REQUIREMENTS:
Copy the stretch of data from the line containing "Each returned marker MUST sit on an instance of the brown" through the line containing "[[86, 299]]", reproducing each line verbatim.

SUPPLIED INFORMATION:
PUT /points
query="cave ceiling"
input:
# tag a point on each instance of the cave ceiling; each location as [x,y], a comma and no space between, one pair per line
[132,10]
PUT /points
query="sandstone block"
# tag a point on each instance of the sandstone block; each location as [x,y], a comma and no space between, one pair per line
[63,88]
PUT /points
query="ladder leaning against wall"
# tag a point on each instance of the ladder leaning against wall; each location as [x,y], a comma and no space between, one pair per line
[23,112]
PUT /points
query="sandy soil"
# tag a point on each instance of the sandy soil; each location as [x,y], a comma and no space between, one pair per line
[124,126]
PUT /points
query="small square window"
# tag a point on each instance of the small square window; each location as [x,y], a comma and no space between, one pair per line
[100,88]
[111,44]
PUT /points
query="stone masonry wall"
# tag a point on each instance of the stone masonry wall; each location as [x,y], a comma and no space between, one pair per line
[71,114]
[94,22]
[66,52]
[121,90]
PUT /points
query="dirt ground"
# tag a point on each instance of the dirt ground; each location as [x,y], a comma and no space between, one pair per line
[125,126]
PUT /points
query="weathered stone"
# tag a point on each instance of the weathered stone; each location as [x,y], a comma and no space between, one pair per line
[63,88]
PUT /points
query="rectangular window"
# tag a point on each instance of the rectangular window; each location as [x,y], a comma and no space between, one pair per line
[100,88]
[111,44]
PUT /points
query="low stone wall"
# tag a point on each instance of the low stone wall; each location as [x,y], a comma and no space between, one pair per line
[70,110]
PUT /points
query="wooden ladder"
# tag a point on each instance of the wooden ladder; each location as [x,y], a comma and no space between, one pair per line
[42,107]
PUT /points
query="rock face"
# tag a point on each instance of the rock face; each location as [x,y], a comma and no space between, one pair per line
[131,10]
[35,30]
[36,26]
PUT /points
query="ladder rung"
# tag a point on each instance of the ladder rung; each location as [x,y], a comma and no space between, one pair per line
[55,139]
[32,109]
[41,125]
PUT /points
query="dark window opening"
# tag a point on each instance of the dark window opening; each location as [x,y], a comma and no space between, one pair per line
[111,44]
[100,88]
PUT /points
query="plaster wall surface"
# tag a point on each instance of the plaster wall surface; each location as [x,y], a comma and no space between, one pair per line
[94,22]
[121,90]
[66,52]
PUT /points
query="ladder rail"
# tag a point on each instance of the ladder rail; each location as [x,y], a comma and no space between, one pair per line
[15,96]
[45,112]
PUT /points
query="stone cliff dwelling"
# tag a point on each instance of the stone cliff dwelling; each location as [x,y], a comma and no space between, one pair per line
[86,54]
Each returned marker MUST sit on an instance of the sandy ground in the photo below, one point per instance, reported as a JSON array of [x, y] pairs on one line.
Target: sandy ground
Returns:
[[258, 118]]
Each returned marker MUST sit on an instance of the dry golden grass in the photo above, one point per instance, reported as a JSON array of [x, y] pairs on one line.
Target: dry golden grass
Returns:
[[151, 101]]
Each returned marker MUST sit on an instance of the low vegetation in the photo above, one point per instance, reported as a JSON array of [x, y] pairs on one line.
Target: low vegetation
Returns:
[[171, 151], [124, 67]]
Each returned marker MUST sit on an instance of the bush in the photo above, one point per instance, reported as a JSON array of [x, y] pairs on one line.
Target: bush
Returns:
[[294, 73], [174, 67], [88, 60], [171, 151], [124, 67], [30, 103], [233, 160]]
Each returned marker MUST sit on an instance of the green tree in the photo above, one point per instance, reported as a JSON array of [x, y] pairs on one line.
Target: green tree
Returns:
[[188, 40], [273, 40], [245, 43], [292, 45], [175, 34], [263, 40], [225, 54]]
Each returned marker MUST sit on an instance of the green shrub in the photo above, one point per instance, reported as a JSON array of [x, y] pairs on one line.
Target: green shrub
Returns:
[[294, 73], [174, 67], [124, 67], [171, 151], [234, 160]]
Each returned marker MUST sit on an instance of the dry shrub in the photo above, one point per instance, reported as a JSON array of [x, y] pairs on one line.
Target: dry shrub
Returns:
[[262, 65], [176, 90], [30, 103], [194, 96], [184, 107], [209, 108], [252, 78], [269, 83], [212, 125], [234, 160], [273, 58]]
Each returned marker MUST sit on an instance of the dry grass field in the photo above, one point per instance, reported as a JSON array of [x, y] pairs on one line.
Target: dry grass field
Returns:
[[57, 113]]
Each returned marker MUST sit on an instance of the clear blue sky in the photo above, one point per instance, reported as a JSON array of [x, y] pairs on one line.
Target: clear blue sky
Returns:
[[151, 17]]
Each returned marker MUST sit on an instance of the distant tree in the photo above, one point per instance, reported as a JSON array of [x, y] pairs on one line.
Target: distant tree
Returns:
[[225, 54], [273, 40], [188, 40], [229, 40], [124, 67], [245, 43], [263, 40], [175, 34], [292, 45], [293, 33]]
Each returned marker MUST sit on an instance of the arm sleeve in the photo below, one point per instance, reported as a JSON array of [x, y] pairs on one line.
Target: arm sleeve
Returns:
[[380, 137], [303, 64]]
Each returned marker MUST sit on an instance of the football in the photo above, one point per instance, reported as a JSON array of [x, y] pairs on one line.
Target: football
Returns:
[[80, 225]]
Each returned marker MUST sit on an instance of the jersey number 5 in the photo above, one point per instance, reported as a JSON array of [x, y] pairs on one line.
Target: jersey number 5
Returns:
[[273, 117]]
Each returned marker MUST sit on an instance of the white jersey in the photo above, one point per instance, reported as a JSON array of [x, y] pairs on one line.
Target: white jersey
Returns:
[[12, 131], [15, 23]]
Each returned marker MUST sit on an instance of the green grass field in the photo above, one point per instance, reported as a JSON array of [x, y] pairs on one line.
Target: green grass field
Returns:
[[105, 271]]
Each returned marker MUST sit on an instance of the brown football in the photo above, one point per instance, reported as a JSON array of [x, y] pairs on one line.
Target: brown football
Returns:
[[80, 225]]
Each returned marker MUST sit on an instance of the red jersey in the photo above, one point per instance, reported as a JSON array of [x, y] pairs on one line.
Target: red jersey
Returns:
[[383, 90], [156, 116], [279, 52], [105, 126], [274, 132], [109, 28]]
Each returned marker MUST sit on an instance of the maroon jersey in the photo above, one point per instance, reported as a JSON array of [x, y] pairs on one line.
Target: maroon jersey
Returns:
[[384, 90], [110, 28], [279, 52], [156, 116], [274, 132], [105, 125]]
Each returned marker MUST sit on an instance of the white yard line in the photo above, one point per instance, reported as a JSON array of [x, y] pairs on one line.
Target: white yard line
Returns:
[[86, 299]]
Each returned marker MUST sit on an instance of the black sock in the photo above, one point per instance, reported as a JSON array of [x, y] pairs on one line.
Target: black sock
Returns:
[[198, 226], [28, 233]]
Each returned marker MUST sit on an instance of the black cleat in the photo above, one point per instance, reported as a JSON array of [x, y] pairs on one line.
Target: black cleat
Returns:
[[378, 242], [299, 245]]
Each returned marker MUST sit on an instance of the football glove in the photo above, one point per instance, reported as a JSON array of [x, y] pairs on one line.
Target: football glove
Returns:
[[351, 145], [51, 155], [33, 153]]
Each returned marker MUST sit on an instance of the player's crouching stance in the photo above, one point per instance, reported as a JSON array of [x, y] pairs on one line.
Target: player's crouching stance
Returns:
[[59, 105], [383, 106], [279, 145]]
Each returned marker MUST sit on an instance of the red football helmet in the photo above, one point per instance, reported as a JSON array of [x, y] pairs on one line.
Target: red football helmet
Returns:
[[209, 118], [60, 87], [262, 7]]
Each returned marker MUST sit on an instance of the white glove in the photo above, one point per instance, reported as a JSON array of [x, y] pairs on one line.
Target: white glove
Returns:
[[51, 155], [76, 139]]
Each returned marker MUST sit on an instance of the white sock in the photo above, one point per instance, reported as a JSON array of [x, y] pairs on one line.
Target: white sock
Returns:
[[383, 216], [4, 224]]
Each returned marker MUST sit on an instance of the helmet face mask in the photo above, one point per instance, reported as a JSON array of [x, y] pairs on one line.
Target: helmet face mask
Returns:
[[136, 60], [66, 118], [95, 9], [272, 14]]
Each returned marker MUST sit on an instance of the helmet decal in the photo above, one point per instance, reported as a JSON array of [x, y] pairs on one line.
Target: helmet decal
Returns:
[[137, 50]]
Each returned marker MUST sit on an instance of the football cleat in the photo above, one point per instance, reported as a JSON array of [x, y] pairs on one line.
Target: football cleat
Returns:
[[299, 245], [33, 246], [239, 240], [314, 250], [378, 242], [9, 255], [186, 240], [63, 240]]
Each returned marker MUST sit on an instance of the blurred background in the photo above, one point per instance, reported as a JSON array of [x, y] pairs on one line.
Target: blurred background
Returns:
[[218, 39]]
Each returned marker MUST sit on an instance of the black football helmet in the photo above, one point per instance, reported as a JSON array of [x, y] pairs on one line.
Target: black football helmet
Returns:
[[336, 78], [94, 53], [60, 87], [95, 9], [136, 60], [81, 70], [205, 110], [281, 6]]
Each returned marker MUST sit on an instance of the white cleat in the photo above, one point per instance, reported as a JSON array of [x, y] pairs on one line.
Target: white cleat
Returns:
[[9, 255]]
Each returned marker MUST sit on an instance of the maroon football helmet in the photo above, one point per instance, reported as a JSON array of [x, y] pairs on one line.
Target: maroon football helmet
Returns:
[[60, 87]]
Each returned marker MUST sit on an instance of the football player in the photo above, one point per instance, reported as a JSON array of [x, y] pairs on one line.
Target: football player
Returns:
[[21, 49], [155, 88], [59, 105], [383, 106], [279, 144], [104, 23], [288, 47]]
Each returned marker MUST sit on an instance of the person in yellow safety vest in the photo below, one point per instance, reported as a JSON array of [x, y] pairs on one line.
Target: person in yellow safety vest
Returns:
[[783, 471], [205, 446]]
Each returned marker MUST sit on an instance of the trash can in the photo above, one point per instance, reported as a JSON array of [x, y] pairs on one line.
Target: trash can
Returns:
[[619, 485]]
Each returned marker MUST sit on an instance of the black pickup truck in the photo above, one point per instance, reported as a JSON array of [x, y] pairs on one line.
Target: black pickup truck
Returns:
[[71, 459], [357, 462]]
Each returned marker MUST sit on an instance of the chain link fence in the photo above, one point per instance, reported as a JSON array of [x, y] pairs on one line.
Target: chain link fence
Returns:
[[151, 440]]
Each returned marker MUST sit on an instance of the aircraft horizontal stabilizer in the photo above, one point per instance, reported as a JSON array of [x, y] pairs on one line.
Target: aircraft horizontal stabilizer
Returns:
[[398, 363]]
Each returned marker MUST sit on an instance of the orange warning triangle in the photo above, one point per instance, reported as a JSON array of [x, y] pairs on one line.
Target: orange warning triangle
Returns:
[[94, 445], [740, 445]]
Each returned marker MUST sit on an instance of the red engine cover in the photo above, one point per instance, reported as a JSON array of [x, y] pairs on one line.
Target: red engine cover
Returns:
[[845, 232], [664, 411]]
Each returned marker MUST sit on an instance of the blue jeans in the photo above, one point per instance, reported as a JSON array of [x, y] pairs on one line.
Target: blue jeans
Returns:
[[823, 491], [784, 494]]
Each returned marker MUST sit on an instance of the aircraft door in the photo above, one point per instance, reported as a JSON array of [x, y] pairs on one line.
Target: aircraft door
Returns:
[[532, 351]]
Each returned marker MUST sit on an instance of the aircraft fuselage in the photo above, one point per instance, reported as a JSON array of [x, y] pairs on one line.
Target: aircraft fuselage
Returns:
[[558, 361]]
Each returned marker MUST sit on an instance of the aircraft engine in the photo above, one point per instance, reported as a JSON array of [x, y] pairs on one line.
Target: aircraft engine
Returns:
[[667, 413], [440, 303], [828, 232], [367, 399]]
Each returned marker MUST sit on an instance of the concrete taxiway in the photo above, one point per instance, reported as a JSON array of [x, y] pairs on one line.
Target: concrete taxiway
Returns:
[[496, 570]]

ANSWER TO THE TASK:
Each returned marker MUST sit on an instance of the brown football in the photo above, one point per instance, reported as a JSON array of [x, y] pairs on one line.
Target: brown football
Returns:
[[80, 225]]
Each returned marker MUST sit on an instance of the red jersey in the photo above, one point per instance, reported as a JSON array of [x, y] pairs on one line.
Target: red jersey
Returns:
[[383, 90], [156, 116], [279, 52], [105, 126], [274, 132], [109, 28]]
Each returned marker MUST sit on an instance of the maroon jersey in the photo above, one point per instance, reported as a JSON array of [x, y] pairs on one line.
Target: maroon jersey
Returns:
[[384, 90], [110, 28], [279, 52], [156, 116], [274, 132], [105, 125]]
Each returned marker MUST sit on an instance of the white yard line in the photo above, one point per instance, reported as a JSON array of [x, y] pairs on one line.
Target: white yard line
Returns:
[[86, 299]]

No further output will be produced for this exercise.